**Goal of the exercise**
What you return must match the records below character for character, except that no picture appears.

Data to use section start

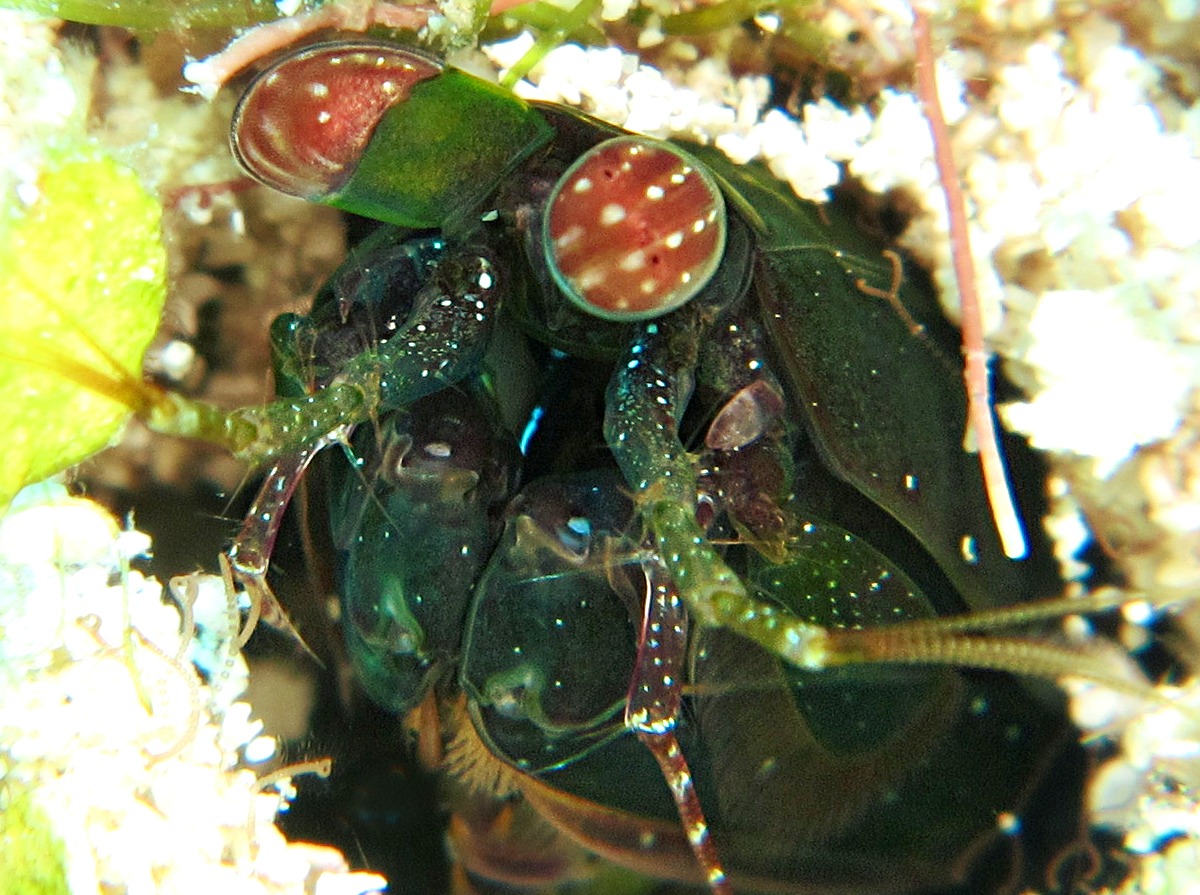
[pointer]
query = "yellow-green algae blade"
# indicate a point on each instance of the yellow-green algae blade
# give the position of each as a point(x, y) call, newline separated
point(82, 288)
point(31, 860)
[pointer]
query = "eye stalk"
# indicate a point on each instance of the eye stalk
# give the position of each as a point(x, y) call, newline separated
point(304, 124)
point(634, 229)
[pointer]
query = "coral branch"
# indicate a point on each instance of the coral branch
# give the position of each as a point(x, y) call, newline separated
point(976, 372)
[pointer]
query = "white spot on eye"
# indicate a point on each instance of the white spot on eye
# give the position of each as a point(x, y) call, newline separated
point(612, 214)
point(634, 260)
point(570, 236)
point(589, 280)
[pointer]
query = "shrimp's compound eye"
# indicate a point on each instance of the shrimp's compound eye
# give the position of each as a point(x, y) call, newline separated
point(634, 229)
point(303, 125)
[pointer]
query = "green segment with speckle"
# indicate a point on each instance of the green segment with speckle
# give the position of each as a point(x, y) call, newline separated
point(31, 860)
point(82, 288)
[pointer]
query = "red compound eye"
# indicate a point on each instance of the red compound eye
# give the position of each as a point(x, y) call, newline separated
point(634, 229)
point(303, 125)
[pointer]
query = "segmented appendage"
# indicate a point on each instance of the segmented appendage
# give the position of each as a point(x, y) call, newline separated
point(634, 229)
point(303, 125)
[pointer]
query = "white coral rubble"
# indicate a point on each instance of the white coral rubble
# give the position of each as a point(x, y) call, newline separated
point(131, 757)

Data to use section end

**Response to the exercise**
[pointer]
query = "yellow-green algae blade"
# indicate a point on each instance of the yellow-green algae blade
# give the position of each as a point(x, y) call, newline separated
point(82, 288)
point(31, 860)
[pointer]
query = "eye stalk"
# indicate a point on each instance of the eye stalk
# give the position of each as a point(x, y) call, newline separated
point(304, 124)
point(634, 229)
[pointer]
query = "coral branch"
# indicate a point on each instance of the coral branch
# give the position of each as a point(x, y) call, newline separated
point(976, 372)
[pointer]
query = "white spot on eye"
# indicate a point on each instance of the white spot on eye
# give the position of each as a point(x, y) call, newline separated
point(612, 214)
point(634, 260)
point(570, 236)
point(589, 280)
[pointer]
query = "shrimp's compound eye"
# indicate a point on each instance of the shrimp's compound eye
# give the position of each as a point(x, y) call, newline separated
point(634, 229)
point(303, 125)
[pointer]
query = "green segment with speckle"
# indicate a point on each instance of the green segment with speckle
# give the position of each as a point(x, y) call, newline separated
point(31, 860)
point(82, 288)
[pointer]
query = "red compound eye"
# indicate a point on each instance of the red compound eye
# give the position of each as a point(x, y) call, newline separated
point(634, 229)
point(303, 125)
[pointer]
query = "segmented appendage"
# indicate a point on each instance of the segmented appendage
# give the position of each as a point(x, y) call, newline separated
point(634, 229)
point(303, 125)
[pointer]
query = "white coral rubble"
# indicate a point on each instance of the white coral rubble
# give the position of each as a point(x, y) call, newline separated
point(131, 757)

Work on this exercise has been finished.